* Text segment *

— BEGIN —

From: Jeff Xu jeffxu@google.com
This is the first set of Memory mapping (VMA) protection patches using PKU.
* * *
Background:
As discussed previously in the kernel mailing list [1], V8 CFI [2] uses PKU to protect memory, and Stephen Röttger proposes to extend the PKU to memory mapping [3].
We're using PKU for in-process isolation to enforce control-flow integrity for a JIT compiler. In our threat model, an attacker exploits a vulnerability and has arbitrary read/write access to the whole process space concurrently to other threads being executed. This attacker can manipulate some arguments to syscalls from some threads.
Under such a powerful attack, we want to create a “safe/isolated” thread environment. We assign dedicated PKUs to this thread, and use those PKUs to protect the threads’ runtime environment. The thread has exclusive access to its run-time memory. This includes modifying the protection of the memory mapping, or munmap the memory mapping after use. And the other threads won’t be able to access the memory or modify the memory mapping (VMA) belonging to the thread.
* * *
Proposed changes:
This patch introduces a new flag, PKEY_ENFORCE_API, to the pkey_alloc() function. When a PKEY is created with this flag, it is enforced that any thread that wants to make changes to the memory mapping (such as mprotect) of the memory must have write access to the PKEY. PKEYs created without this flag will continue to work as they do now, for backwards compatibility.
Only PKEY created from user space can have the new flag set, the PKEY allocated by the kernel internally will not have it. In other words, ARCH_DEFAULT_PKEY(0) and execute_only_pkey won’t have this flag set, and continue work as today.
This flag is checked only at syscall entry, such as mprotect/munmap in this set of patches. It will not apply to other call paths. In other words, if the kernel want to change attributes of VMA for some reasons, the kernel is free to do that and not affected by this new flag.
This set of patch covers mprotect/munmap, I plan to work on other syscalls after this.
* * *
Testing:
I have tested this patch on a Linux kernel 5.15, 6,1, and 6.4-rc1, new selftest is added in: pkey_enforce_api.c
* * *
Discussion:
We believe that this patch provides a valuable security feature. It allows us to create “safe/isolated” thread environments that are protected from attackers with arbitrary read/write access to the process space.

— END —

* Record extracts *
— BEGIN —

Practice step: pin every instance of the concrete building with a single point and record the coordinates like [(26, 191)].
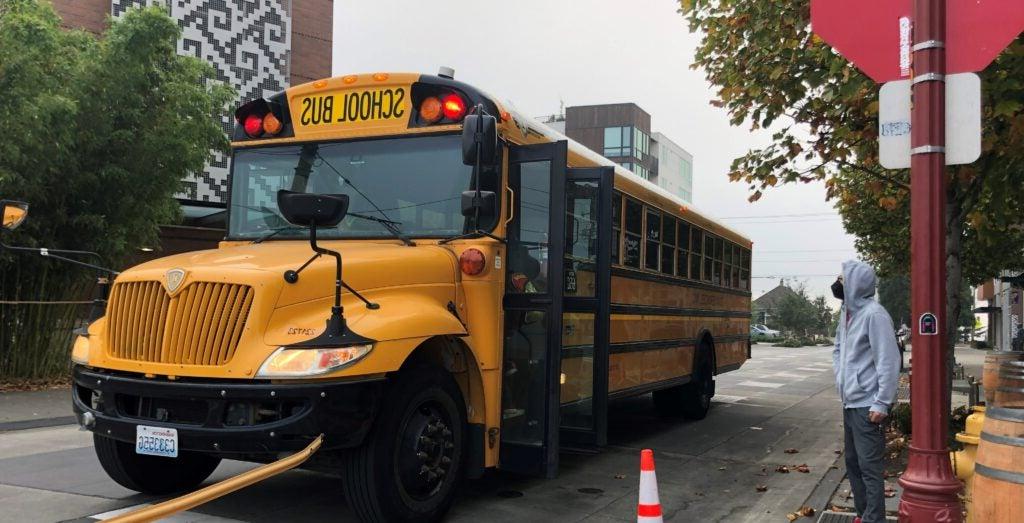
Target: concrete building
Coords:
[(622, 132), (1005, 299), (257, 47)]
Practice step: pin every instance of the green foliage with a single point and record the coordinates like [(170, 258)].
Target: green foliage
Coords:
[(894, 295), (899, 418), (98, 135), (772, 73), (798, 313)]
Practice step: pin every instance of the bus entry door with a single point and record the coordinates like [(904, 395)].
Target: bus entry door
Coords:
[(532, 304), (586, 290)]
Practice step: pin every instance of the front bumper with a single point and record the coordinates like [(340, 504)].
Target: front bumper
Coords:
[(244, 418)]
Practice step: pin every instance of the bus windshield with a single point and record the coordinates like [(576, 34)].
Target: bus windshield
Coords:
[(415, 182)]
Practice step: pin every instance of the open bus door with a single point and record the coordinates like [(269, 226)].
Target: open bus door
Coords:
[(536, 313)]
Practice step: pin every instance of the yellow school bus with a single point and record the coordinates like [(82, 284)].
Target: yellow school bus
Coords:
[(431, 280)]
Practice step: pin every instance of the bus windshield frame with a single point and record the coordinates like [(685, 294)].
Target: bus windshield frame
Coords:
[(414, 181)]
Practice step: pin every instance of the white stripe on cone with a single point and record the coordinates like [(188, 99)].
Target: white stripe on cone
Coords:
[(648, 508)]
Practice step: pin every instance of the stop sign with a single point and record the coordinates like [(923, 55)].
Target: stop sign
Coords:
[(867, 32)]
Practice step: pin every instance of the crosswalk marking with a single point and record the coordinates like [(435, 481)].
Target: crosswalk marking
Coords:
[(764, 385), (183, 517)]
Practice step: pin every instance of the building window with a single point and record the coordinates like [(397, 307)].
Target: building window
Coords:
[(617, 141), (653, 237), (641, 171), (642, 142), (632, 237), (668, 245), (682, 256)]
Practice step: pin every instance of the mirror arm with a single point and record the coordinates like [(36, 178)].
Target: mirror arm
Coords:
[(339, 282)]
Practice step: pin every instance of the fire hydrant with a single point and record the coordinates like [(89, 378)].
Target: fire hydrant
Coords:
[(963, 461)]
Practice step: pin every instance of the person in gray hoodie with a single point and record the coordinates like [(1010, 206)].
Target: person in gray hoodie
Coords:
[(866, 363)]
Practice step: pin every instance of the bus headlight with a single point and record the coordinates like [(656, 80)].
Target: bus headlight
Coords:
[(80, 351), (287, 362)]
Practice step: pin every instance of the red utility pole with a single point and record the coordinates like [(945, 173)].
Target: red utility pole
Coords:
[(929, 486)]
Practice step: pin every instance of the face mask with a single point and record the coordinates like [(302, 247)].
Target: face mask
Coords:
[(838, 290)]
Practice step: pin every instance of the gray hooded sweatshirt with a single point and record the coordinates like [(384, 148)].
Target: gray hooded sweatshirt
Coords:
[(865, 358)]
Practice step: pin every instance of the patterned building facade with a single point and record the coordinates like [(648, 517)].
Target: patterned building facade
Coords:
[(257, 46)]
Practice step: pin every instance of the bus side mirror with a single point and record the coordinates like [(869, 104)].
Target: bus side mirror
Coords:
[(13, 213), (482, 130), (306, 209), (486, 201)]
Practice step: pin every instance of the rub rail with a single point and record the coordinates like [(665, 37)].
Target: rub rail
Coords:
[(222, 488)]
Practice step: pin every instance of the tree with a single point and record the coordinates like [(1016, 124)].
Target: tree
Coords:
[(97, 136), (796, 313), (772, 73)]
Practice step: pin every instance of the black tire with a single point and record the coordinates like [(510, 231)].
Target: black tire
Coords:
[(411, 464), (691, 400), (152, 474)]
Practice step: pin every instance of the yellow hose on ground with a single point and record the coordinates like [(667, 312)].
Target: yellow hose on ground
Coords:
[(216, 490)]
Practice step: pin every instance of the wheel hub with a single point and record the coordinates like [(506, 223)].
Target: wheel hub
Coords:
[(426, 459)]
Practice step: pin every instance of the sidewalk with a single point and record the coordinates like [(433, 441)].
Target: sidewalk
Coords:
[(38, 408)]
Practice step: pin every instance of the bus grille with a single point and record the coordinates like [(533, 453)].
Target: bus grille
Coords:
[(200, 325)]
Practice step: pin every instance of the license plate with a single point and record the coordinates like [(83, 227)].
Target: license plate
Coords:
[(156, 441), (348, 107)]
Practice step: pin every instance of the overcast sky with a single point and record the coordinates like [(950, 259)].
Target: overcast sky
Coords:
[(639, 51)]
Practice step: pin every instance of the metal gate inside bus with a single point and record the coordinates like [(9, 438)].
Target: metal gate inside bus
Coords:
[(555, 378)]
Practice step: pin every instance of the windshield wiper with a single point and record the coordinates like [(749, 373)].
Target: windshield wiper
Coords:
[(475, 233), (273, 232), (388, 223), (391, 226)]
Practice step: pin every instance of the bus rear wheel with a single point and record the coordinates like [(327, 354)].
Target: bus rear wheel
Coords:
[(691, 400), (152, 474), (409, 467)]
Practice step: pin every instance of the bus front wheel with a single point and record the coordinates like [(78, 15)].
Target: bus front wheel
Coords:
[(409, 467), (152, 474)]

— END —

* Exercise *
Repeat, word for word, the passage of the PKU patch notes starting at "Under such a" and ending at "for backwards compatibility.".

* Task result *
Under such a powerful attack, we want to create a “safe/isolated” thread environment. We assign dedicated PKUs to this thread, and use those PKUs to protect the threads’ runtime environment. The thread has exclusive access to its run-time memory. This includes modifying the protection of the memory mapping, or munmap the memory mapping after use. And the other threads won’t be able to access the memory or modify the memory mapping (VMA) belonging to the thread.
* * *
Proposed changes:
This patch introduces a new flag, PKEY_ENFORCE_API, to the pkey_alloc() function. When a PKEY is created with this flag, it is enforced that any thread that wants to make changes to the memory mapping (such as mprotect) of the memory must have write access to the PKEY. PKEYs created without this flag will continue to work as they do now, for backwards compatibility.